──────── Supplied passage ────────

Monday, April 25, 2022

J. Roy Rowland obit

Georgia politician, physician J. Roy Rowland passes away at 96

The former Representative served in the state legislature from 1976 to 1982.

 He was not on the list.


DUBLIN, Ga. — J. Roy Rowland, Georgia politician and physician, passed away Monday at the age of 96.

The former Representative served in the state legislature from 1976 to 1982.

He was then elected to the United States House of Representatives in 1983, representing Georgia's 8th District.

Rowland was born in Wrightsville and earned his medical degree after serving in World War II, practicing as a physician in Dublin.

He used his medical knowledge to provide leadership in Congress during the AIDS crisis.

Rowland left office in 1994 and returned to Dublin where the city renamed its courthouse for him, the J. Roy Rowland Federal Courthouse.

Rowland attended Wrightsville High School and graduated in 1943. He then attended Emory University at Oxford, Georgia in 1943, South Georgia College in Douglas, Georgia, in 1946 and the University of Georgia in Athens from 1946 to 1948. Rowland earned his M.D. from the Medical College of Georgia in Augusta, Georgia in 1952. His education was obtained around his service in the United States Army during World War II as a sergeant from 1944 to 1946. He was a practicing physician from 1952 to 1982.

He was first elected to the United States House of Representatives in 1982 when he defeated fellow Democrat Billy Lee Evans, who had been tainted by a scandal of accusations of accepting illegal campaign contributions. Rowland served six terms in Congress, from January 3, 1983, to January 3, 1995, and did not seek re-nomination in 1994.

While in Congress, he introduced the Radiation-Exposed Veterans Compensation Act of 1988 and the Veterans Health Programs Extension Act of 1994, both of which were signed into law.

──────── Supplied information ────────

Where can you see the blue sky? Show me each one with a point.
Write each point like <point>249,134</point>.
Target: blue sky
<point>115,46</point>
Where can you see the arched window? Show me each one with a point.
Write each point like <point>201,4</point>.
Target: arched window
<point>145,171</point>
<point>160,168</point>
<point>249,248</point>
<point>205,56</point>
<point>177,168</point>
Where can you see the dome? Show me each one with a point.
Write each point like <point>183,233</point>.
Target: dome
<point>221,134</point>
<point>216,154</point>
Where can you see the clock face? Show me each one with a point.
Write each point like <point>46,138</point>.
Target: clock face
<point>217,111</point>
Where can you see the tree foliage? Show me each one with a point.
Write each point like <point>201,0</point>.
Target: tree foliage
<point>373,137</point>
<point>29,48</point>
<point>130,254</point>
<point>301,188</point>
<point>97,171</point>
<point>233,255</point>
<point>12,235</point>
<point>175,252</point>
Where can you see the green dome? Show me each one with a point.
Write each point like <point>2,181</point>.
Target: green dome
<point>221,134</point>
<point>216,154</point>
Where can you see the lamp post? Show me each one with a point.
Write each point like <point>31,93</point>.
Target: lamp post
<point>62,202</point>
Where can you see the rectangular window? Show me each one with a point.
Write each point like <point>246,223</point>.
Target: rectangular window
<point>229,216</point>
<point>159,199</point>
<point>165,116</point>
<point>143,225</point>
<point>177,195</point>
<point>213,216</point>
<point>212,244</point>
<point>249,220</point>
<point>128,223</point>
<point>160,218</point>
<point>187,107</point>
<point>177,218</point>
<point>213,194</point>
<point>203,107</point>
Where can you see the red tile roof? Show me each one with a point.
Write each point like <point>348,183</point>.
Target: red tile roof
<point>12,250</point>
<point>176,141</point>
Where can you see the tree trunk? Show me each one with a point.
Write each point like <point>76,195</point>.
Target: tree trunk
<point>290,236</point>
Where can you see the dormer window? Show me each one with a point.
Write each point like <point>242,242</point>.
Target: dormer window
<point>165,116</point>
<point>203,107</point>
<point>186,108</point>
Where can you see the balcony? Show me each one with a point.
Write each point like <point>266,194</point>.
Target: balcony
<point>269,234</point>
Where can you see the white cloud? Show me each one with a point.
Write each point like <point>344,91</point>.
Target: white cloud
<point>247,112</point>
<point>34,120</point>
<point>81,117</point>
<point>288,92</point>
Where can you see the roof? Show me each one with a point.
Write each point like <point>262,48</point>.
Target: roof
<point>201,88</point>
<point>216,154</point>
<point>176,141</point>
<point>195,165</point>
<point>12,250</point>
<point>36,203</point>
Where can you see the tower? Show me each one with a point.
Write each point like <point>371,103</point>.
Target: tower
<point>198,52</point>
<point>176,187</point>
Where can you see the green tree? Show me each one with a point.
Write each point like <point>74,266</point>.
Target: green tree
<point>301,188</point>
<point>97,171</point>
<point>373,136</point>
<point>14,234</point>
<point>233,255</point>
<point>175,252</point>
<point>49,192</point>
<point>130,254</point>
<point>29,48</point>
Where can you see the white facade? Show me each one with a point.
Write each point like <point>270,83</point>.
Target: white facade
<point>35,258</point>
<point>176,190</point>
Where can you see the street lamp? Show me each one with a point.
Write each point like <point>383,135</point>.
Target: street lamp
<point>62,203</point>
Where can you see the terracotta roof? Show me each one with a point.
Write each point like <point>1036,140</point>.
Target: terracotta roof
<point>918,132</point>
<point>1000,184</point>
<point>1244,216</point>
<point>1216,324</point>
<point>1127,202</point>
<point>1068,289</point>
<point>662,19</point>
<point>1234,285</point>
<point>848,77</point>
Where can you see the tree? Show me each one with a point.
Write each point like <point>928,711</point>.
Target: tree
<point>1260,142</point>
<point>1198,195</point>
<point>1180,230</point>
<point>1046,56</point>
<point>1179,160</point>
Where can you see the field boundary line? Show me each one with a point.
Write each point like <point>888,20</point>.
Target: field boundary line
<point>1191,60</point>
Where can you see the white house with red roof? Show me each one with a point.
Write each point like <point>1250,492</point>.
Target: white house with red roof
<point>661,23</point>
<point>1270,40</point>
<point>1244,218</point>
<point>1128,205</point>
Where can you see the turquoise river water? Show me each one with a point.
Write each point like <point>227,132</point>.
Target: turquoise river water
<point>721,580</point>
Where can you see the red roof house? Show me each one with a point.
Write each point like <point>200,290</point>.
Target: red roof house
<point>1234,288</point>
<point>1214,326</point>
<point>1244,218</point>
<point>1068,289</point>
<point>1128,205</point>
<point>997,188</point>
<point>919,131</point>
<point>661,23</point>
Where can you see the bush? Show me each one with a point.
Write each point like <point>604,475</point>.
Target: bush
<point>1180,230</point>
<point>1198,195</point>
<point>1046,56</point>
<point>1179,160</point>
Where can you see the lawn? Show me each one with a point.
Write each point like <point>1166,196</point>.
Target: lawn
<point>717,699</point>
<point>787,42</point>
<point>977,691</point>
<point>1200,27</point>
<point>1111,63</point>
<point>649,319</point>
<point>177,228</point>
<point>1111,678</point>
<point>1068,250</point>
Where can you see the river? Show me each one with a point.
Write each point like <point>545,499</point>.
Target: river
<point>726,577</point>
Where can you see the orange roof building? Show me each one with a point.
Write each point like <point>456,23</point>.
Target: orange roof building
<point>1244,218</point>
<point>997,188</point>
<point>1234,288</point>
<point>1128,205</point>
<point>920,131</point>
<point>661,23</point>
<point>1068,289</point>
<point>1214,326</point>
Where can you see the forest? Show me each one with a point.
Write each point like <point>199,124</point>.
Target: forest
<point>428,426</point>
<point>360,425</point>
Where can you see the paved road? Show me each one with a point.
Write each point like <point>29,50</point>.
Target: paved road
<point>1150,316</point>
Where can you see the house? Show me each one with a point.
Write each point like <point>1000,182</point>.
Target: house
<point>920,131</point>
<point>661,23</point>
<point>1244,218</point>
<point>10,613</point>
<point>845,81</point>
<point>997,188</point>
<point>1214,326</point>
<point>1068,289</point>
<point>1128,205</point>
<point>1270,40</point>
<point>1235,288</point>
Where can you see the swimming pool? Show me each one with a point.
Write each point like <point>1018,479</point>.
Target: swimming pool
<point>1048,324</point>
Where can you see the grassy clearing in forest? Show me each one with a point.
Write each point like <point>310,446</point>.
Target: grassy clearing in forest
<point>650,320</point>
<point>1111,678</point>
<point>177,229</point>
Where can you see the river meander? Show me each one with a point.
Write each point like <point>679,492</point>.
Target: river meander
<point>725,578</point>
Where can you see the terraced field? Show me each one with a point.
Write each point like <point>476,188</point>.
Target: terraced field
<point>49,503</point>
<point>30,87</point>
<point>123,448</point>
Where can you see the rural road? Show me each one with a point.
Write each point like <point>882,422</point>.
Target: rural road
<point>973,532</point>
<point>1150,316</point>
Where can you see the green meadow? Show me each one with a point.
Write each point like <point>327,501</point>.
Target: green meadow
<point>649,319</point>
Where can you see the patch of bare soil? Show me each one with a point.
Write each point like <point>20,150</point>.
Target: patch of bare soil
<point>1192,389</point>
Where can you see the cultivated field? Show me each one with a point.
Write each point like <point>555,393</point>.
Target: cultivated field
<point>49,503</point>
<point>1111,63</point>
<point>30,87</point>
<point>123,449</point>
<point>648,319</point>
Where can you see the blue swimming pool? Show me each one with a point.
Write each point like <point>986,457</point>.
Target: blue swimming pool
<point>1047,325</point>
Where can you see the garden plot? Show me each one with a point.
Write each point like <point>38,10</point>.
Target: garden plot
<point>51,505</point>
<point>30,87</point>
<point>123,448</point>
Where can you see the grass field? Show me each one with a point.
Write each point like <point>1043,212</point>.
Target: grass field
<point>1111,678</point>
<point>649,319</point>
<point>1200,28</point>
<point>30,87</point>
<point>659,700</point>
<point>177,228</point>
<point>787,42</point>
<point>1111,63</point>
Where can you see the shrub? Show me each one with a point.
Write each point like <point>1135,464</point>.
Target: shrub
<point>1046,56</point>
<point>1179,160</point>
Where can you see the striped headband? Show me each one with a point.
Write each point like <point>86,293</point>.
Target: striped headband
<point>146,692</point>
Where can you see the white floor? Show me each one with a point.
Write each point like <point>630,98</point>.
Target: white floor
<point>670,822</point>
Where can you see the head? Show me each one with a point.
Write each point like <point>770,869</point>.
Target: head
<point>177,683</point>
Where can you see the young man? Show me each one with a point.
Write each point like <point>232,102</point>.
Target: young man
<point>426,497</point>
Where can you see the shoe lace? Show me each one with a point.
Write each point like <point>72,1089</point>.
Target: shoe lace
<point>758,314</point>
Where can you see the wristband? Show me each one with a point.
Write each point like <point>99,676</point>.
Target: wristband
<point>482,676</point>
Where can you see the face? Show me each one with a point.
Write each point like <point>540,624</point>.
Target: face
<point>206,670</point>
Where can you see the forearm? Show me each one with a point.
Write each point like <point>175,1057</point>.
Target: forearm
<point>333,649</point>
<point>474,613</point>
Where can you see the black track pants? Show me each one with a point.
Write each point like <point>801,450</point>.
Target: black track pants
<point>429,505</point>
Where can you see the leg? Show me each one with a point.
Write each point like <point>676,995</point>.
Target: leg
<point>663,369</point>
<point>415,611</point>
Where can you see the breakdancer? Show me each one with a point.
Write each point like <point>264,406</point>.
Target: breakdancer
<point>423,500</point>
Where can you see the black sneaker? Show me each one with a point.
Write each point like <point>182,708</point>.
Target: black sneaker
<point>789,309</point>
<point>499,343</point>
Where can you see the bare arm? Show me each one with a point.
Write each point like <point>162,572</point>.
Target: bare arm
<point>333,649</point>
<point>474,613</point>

────────

According to the J. Roy Rowland obituary, from which school did Rowland earn his M.D.?

▶ **Exercise solution**:
The Medical College of Georgia in Augusta, Georgia.